◆ PROBLEM ◆
The data below needs to be returned exactly, line for line.

DATA EXCERPTS below:

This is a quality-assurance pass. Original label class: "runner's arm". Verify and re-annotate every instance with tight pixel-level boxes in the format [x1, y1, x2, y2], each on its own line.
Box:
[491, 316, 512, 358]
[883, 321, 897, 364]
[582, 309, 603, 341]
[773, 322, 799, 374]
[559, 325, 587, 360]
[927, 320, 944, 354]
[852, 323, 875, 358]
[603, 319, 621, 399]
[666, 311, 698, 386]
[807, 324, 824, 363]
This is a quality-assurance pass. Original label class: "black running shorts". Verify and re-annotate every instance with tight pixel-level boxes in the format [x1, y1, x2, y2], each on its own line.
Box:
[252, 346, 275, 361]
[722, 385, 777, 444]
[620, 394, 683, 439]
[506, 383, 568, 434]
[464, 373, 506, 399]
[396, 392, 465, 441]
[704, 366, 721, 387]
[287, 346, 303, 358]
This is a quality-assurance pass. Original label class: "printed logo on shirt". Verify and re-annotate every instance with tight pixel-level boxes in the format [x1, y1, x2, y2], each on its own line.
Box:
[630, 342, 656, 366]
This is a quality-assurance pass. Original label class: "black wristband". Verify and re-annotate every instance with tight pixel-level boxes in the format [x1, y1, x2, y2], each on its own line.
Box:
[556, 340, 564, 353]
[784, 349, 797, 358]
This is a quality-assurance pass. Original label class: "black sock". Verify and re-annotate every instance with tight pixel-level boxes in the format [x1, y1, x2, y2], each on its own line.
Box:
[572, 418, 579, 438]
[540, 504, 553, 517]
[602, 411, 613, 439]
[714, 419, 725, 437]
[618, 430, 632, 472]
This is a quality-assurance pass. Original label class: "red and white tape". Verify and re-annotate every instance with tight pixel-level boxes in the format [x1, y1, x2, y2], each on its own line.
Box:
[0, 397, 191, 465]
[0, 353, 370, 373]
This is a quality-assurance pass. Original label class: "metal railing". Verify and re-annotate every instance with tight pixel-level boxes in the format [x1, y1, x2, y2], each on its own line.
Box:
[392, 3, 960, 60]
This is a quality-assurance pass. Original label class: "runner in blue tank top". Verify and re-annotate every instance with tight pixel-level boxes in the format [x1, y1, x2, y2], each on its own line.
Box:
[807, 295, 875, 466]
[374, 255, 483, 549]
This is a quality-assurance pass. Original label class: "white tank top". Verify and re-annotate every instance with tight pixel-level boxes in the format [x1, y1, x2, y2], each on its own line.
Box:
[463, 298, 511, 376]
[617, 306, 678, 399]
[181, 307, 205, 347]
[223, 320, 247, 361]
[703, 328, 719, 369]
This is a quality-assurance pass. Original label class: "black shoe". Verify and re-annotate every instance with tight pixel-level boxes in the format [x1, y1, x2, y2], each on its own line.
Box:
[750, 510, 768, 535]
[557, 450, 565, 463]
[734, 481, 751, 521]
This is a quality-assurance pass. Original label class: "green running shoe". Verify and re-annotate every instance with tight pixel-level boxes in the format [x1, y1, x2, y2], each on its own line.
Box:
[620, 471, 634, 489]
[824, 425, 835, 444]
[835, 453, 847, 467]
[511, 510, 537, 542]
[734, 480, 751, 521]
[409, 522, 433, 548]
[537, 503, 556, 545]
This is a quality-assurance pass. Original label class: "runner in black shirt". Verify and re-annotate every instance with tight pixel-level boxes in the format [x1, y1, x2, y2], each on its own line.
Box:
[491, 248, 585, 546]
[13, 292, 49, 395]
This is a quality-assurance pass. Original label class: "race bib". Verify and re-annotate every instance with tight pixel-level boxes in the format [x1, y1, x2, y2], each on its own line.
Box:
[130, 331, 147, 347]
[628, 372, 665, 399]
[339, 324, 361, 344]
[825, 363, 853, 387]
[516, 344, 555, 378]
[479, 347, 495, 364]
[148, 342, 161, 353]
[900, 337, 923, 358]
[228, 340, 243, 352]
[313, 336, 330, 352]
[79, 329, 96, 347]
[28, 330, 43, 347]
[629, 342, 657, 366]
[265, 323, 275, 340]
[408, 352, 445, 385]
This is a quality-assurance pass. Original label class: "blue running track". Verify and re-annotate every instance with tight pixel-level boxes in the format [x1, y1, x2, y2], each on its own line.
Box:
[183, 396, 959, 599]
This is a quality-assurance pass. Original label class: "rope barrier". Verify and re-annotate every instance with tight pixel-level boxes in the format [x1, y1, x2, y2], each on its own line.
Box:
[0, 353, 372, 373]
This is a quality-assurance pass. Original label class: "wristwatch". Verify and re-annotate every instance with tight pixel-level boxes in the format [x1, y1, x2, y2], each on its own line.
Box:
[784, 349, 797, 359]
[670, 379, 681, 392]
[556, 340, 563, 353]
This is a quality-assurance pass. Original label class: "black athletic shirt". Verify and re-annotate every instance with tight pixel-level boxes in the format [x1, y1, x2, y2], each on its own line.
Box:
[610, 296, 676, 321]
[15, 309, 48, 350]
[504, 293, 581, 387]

End of DATA EXCERPTS.

◆ RESPONSE BELOW ◆
This is a quality-assurance pass. Original label class: "runner's arm". Verify and re-annotate every instance with tight pixel-level boxes in the format [x1, y1, x2, y2], each on its own line.
Box:
[491, 316, 512, 358]
[883, 321, 897, 364]
[582, 309, 603, 341]
[773, 322, 799, 374]
[559, 325, 587, 360]
[927, 320, 944, 354]
[852, 323, 875, 358]
[603, 319, 621, 399]
[666, 311, 698, 386]
[807, 324, 824, 363]
This is a quality-assurance pass. Original label class: "black running shorts". Verify and re-annotate every instance with tight pixel-level boxes in the format [x1, y1, x2, y2], each on its own line.
Box:
[252, 346, 275, 361]
[722, 385, 777, 444]
[620, 394, 683, 439]
[506, 383, 568, 434]
[464, 373, 506, 399]
[396, 392, 465, 441]
[704, 366, 721, 387]
[287, 346, 303, 358]
This is a quality-assurance pass. Original label class: "printed logo on shirt". Verify and re-annotate every instance with tight pixel-level boxes in the format [x1, y1, x2, y2], each on its own line.
Box:
[630, 342, 656, 366]
This is a quality-assurance pass. Original label class: "black wristband". Verify and re-annotate every instance with tight pixel-level boxes in the format [x1, y1, x2, y2], each on its own line.
Box:
[556, 340, 564, 353]
[784, 349, 797, 358]
This is a quality-assurance pass. Original label class: "black sock". Verify and re-annotate every instance with tight pixel-level boxes in the format [x1, y1, x2, y2], each on its own line.
Box:
[572, 418, 579, 438]
[540, 504, 553, 517]
[602, 411, 613, 439]
[714, 419, 725, 437]
[618, 430, 632, 472]
This is a quality-assurance pass. Original label class: "red and white tape". Verify and re-annotate every instance with tight pixel-level boxes in the format [x1, y1, x2, y2], each on its own line.
Box:
[0, 397, 191, 465]
[0, 353, 370, 373]
This is a quality-assurance pass. Original label class: "metal railing". Verify and re-annotate every instance with tight pixel-level boxes in the format [x1, y1, x2, y2], each on its own line.
Box:
[392, 3, 960, 60]
This is a quality-assurance pass. Original label class: "runner in blue tank top". Verify and re-annotate every instance with tight pixel-level boxes in the format [x1, y1, x2, y2], each on its own line.
Box:
[807, 295, 875, 466]
[374, 255, 483, 549]
This is a quality-assurance pass. Original label class: "white tank top". Verify and re-annotate every instance with tight pixel-level boxes in the format [x1, y1, x2, y2], each on its own line.
Box:
[463, 298, 511, 376]
[617, 306, 678, 399]
[181, 307, 205, 347]
[223, 320, 247, 361]
[703, 328, 719, 369]
This is a quality-assurance pass. Original label class: "black shoe". Verify and re-annotate every instance with tight pixel-level boxes in the format [x1, y1, x2, y2], each on its own line.
Box:
[750, 510, 768, 535]
[557, 450, 565, 463]
[734, 481, 751, 521]
This is a quality-assurance pass. Original label class: "green running shoe". Verify and re-annotate every instance with tight pixel-level boxes in the format [x1, y1, x2, y2], each on its own line.
Box:
[620, 471, 634, 489]
[824, 425, 835, 444]
[835, 453, 847, 467]
[511, 510, 537, 542]
[734, 480, 751, 521]
[409, 522, 433, 548]
[537, 503, 556, 545]
This is a quality-assurance pass. Original label class: "runner in black shirt". Verify and re-annotate every instance with tight pixel-level boxes in the format [x1, y1, x2, y2], each on its own line.
Box:
[491, 248, 585, 546]
[13, 292, 49, 395]
This is a quality-assurance pass. Original label class: "race bib". Verify and re-annotate every instance with tight pixel-level boxes in the format [x1, y1, x2, y2], each on its own line.
Box:
[130, 331, 147, 347]
[628, 372, 665, 399]
[339, 324, 361, 344]
[825, 363, 853, 387]
[516, 344, 555, 378]
[479, 347, 495, 364]
[148, 342, 161, 353]
[900, 337, 923, 358]
[228, 340, 243, 352]
[313, 336, 330, 352]
[79, 329, 96, 347]
[28, 330, 43, 347]
[629, 342, 657, 366]
[265, 323, 275, 340]
[408, 352, 445, 385]
This is a quality-assurance pass. Original label class: "blue running track". Verify and re-annotate every instance with tight pixel-level boxes in the format [x1, y1, x2, y2], each on its own line.
Box:
[183, 396, 959, 599]
This is a quality-assurance pass. Original label class: "rope barrier". Verify and re-annotate every instance with tight pixel-level boxes in the format [x1, y1, x2, y2], each on its own line.
Box:
[0, 353, 372, 373]
This is a quality-assurance pass. Original label class: "wristwatch". Verify and re-annotate every instance with tight pixel-level boxes in the format [x1, y1, x2, y2], each on its own line.
Box:
[784, 349, 797, 359]
[670, 379, 681, 392]
[556, 340, 563, 353]
This is a quality-assurance pass. Original label class: "black athletic shirt". Verify and re-annotate every instance with tight pixel-level boxes in the format [x1, y1, x2, y2], each on its own line.
Box:
[610, 296, 676, 321]
[15, 309, 48, 350]
[504, 293, 581, 387]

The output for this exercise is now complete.